_Required work_
Does the blog post on "Brown Sugar" below support each statement: (a) Mick Jagger wrote the song during a secret affair with Marsha Hunt, (b) the song was written entirely about Marsha Hunt, and (c) the writer says the claim about the first verse is a joke? Answer each with yes or no and quote the words of the post that decide it.

_Supplied passage_
= = =

Wednesday, March 13, 2013

Holy Shit, Brown Sugar!

Brown Sugar

Continuing on the earlier rock star theme, I'd like to address a song this week. A Rolling Stones song, and a popular one, to boot. Brown Sugar. It's not what anyone would call innocuous, and it's pretty clear to anyone who pays rudimentary attention to the chorus that it's a racy kind of anthem. But it's more than that. So much more.
Mick Jagger is an asshole.
Come to think of it, nothing about this man is innocuous
When Mick Jagger wrote Brown Sugar, he was in the midst of a secret affair with fellow singer Marsha Hunt. Predictably, the song was written partially about her. The raciness that most people pick up on when casually listening tends to be the part where it refers to an interracial relationship.
Hair
Yes, that is Marsha Hunt. No, I'm not giving you a better picture.
But wait, there's more! When Mick Jagger decided to go taboo with a song, he went over the moon taboo. The song is about an interracial relationship, but the first verse is about a "relationship" in the very loosest definition of the term. In this case, one party's ownership of the other adds a very interesting dynamic to the situation.
Slave auction house
Yup. We're going there.
Because yeah, Brown Sugar is totally about a slave owner raping his possibly underage newly acquired slave. And I'm not joking at all. Just listen to the first verse of the song.

Gold Coast slave ship bound for cotton fields,
Sold in a market down in New Orleans.

= = =

_Stored rows_
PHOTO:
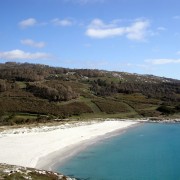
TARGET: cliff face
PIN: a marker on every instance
(11, 172)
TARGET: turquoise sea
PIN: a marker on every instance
(150, 151)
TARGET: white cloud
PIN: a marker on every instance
(62, 22)
(85, 1)
(30, 42)
(136, 31)
(163, 61)
(19, 55)
(161, 29)
(28, 23)
(176, 17)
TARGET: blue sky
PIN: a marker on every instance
(137, 36)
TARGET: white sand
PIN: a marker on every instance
(26, 147)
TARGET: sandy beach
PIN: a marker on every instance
(39, 147)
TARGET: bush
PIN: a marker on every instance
(166, 109)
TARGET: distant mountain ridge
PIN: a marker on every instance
(39, 93)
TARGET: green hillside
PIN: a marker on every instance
(34, 93)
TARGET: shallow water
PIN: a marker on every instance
(147, 152)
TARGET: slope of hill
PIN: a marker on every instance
(33, 93)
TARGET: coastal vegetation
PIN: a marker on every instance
(34, 93)
(10, 172)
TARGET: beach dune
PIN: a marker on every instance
(35, 148)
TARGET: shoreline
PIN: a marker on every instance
(40, 149)
(60, 157)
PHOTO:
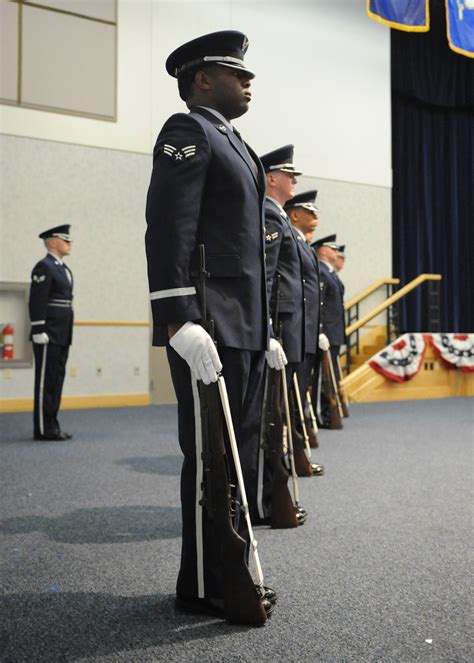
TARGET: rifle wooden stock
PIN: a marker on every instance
(311, 423)
(300, 452)
(283, 514)
(242, 604)
(328, 388)
(342, 391)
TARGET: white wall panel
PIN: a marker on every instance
(132, 130)
(105, 10)
(8, 50)
(68, 63)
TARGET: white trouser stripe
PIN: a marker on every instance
(172, 292)
(261, 452)
(261, 460)
(43, 371)
(199, 479)
(320, 384)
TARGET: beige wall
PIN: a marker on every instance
(322, 83)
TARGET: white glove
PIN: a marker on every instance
(197, 348)
(323, 342)
(41, 339)
(275, 355)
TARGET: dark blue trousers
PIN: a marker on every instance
(50, 369)
(200, 572)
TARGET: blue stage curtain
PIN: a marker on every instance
(433, 178)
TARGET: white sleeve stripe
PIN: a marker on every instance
(172, 292)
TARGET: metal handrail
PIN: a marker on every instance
(111, 323)
(368, 291)
(391, 300)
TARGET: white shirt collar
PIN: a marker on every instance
(330, 267)
(219, 117)
(55, 257)
(300, 232)
(277, 204)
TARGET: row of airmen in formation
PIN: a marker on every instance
(245, 307)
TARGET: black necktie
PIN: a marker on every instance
(249, 159)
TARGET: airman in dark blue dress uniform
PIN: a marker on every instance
(51, 316)
(287, 262)
(332, 314)
(302, 212)
(207, 188)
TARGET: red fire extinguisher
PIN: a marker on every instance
(8, 333)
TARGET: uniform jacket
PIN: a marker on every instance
(50, 301)
(204, 190)
(283, 261)
(332, 306)
(312, 294)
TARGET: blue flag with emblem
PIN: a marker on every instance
(408, 15)
(460, 26)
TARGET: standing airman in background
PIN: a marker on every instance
(51, 316)
(303, 214)
(332, 317)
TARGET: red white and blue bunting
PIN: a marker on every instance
(400, 361)
(455, 350)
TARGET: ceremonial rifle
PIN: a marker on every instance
(283, 511)
(329, 387)
(242, 600)
(313, 440)
(342, 391)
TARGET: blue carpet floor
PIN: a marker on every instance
(89, 544)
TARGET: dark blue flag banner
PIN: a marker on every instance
(460, 26)
(408, 15)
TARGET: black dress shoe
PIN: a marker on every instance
(214, 607)
(268, 593)
(301, 515)
(318, 470)
(53, 437)
(260, 521)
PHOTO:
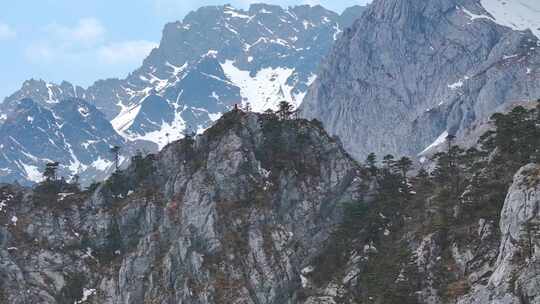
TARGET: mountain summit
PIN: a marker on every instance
(216, 57)
(410, 72)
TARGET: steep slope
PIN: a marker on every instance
(69, 131)
(230, 217)
(410, 71)
(216, 57)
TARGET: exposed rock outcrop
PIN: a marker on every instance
(230, 217)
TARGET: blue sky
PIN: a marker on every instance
(85, 40)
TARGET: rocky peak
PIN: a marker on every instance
(410, 71)
(232, 216)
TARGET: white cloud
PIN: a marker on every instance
(125, 52)
(87, 32)
(85, 44)
(6, 32)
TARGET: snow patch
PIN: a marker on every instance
(440, 140)
(518, 15)
(101, 164)
(32, 173)
(264, 90)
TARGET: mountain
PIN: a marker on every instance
(410, 72)
(264, 210)
(69, 131)
(216, 57)
(230, 217)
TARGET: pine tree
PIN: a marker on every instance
(371, 163)
(285, 110)
(115, 151)
(404, 164)
(388, 162)
(50, 171)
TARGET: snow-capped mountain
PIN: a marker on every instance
(70, 131)
(410, 72)
(216, 57)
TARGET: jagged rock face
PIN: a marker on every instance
(69, 131)
(408, 71)
(231, 218)
(515, 278)
(216, 57)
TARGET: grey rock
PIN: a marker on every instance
(409, 70)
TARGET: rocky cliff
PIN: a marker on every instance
(232, 216)
(216, 57)
(409, 72)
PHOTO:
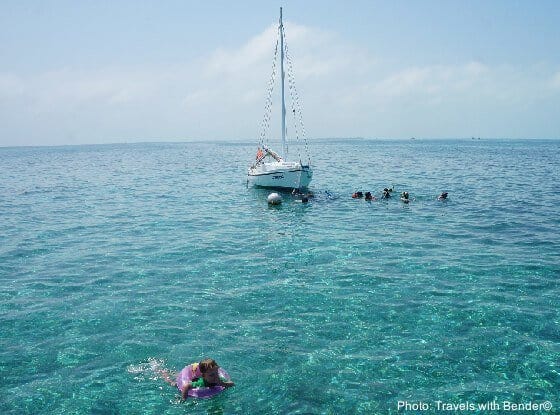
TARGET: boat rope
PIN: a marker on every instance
(296, 106)
(265, 125)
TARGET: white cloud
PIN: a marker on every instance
(345, 91)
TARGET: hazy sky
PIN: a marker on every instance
(74, 72)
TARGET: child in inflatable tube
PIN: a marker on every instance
(200, 380)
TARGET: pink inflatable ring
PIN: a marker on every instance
(187, 375)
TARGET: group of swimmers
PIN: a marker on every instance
(387, 195)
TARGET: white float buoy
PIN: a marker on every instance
(274, 199)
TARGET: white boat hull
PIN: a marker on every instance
(280, 175)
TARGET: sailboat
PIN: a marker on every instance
(271, 169)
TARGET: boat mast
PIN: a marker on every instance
(284, 144)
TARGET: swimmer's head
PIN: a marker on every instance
(209, 369)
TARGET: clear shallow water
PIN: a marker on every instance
(118, 260)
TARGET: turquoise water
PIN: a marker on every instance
(119, 260)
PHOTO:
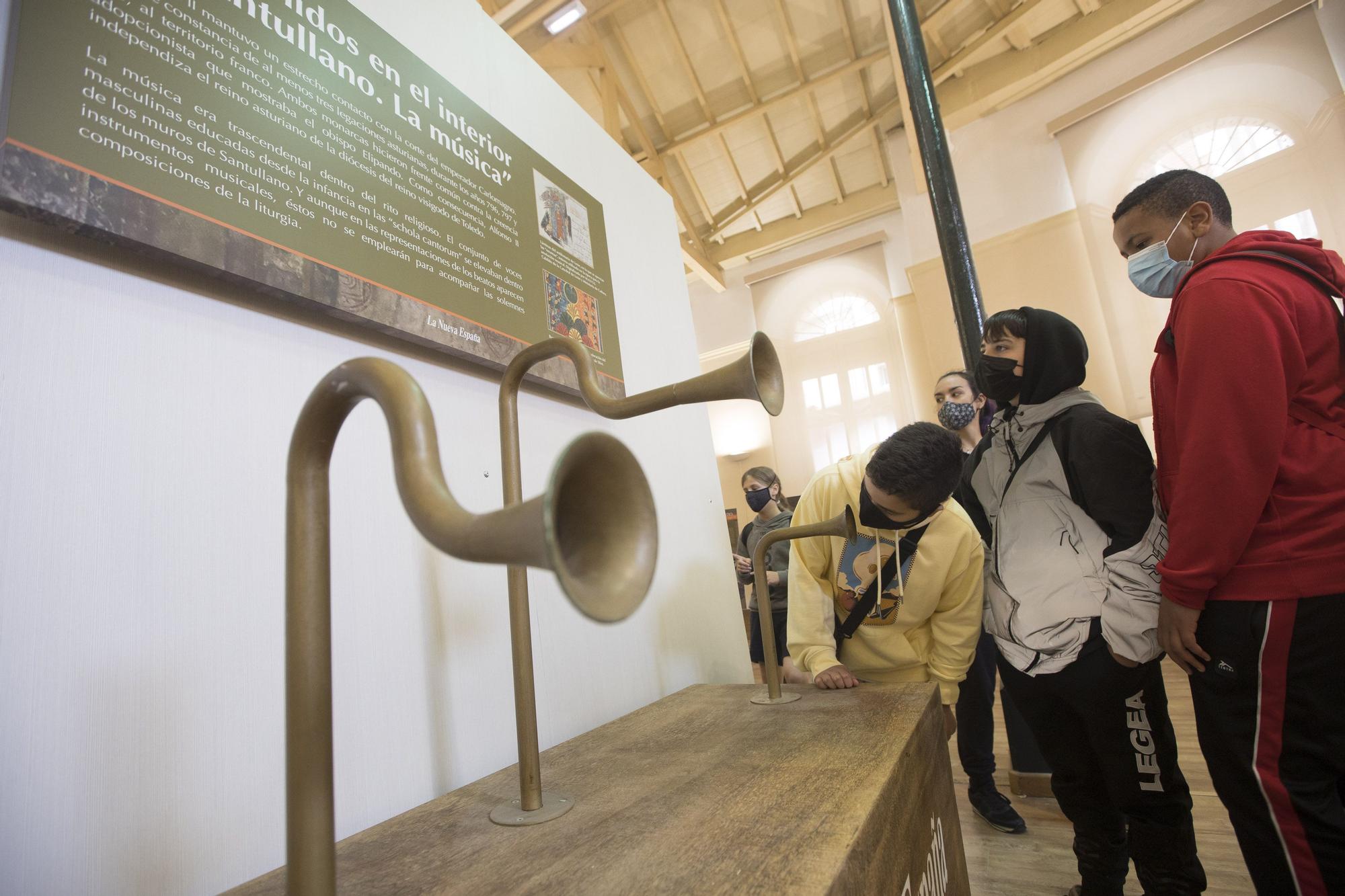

= = =

_Correct output_
(a) Yes: "When Mick Jagger wrote Brown Sugar, he was in the midst of a secret affair with fellow singer Marsha Hunt."
(b) No: "Predictably, the song was written partially about her."
(c) No: "And I'm not joking at all."